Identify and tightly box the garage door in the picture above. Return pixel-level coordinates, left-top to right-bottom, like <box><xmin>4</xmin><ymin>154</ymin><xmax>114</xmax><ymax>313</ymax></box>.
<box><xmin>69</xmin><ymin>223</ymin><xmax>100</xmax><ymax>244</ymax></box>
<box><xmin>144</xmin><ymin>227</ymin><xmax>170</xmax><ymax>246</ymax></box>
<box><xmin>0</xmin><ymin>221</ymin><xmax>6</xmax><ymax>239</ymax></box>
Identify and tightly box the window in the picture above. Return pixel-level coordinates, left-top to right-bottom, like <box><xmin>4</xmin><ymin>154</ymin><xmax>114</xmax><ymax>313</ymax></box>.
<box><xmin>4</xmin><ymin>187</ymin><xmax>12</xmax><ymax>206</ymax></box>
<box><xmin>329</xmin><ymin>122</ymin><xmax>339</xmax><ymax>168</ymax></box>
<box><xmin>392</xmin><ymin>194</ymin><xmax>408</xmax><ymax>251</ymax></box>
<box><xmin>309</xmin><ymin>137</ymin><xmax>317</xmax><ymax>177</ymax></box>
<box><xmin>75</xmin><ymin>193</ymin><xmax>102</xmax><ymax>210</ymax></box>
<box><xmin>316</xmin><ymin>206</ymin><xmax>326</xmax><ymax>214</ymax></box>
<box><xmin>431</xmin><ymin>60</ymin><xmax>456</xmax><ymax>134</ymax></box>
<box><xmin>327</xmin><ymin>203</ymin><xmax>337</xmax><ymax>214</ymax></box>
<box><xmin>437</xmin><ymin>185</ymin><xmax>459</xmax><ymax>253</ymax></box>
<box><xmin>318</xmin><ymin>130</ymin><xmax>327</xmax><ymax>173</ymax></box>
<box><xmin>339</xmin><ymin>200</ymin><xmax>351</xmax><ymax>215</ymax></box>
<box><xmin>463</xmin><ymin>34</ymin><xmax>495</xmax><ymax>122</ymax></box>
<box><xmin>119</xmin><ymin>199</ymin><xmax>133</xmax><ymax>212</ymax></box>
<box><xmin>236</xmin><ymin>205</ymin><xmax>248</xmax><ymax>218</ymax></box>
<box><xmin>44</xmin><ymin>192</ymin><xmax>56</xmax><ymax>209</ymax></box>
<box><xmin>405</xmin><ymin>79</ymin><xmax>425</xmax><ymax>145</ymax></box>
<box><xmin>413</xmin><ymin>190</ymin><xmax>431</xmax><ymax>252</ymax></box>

:::::

> **What to do**: All of the material, restated exactly, is the expected result.

> **Task result**:
Identify and tightly box the garage door in the picture above. Return pixel-level coordinates, left-top to right-bottom, like <box><xmin>4</xmin><ymin>154</ymin><xmax>114</xmax><ymax>313</ymax></box>.
<box><xmin>69</xmin><ymin>223</ymin><xmax>100</xmax><ymax>244</ymax></box>
<box><xmin>144</xmin><ymin>227</ymin><xmax>170</xmax><ymax>246</ymax></box>
<box><xmin>0</xmin><ymin>221</ymin><xmax>6</xmax><ymax>239</ymax></box>
Identify and tightly box the window in the picture above. Return pixel-level coordinates, left-top to right-bottom, like <box><xmin>4</xmin><ymin>154</ymin><xmax>114</xmax><ymax>313</ymax></box>.
<box><xmin>4</xmin><ymin>187</ymin><xmax>12</xmax><ymax>206</ymax></box>
<box><xmin>329</xmin><ymin>122</ymin><xmax>339</xmax><ymax>168</ymax></box>
<box><xmin>392</xmin><ymin>194</ymin><xmax>408</xmax><ymax>251</ymax></box>
<box><xmin>309</xmin><ymin>137</ymin><xmax>317</xmax><ymax>177</ymax></box>
<box><xmin>75</xmin><ymin>193</ymin><xmax>102</xmax><ymax>210</ymax></box>
<box><xmin>316</xmin><ymin>206</ymin><xmax>326</xmax><ymax>214</ymax></box>
<box><xmin>431</xmin><ymin>60</ymin><xmax>456</xmax><ymax>134</ymax></box>
<box><xmin>327</xmin><ymin>203</ymin><xmax>337</xmax><ymax>214</ymax></box>
<box><xmin>437</xmin><ymin>185</ymin><xmax>459</xmax><ymax>253</ymax></box>
<box><xmin>318</xmin><ymin>130</ymin><xmax>327</xmax><ymax>173</ymax></box>
<box><xmin>339</xmin><ymin>200</ymin><xmax>351</xmax><ymax>215</ymax></box>
<box><xmin>463</xmin><ymin>34</ymin><xmax>495</xmax><ymax>122</ymax></box>
<box><xmin>119</xmin><ymin>199</ymin><xmax>133</xmax><ymax>212</ymax></box>
<box><xmin>236</xmin><ymin>205</ymin><xmax>248</xmax><ymax>218</ymax></box>
<box><xmin>44</xmin><ymin>192</ymin><xmax>56</xmax><ymax>209</ymax></box>
<box><xmin>405</xmin><ymin>79</ymin><xmax>425</xmax><ymax>145</ymax></box>
<box><xmin>413</xmin><ymin>190</ymin><xmax>431</xmax><ymax>252</ymax></box>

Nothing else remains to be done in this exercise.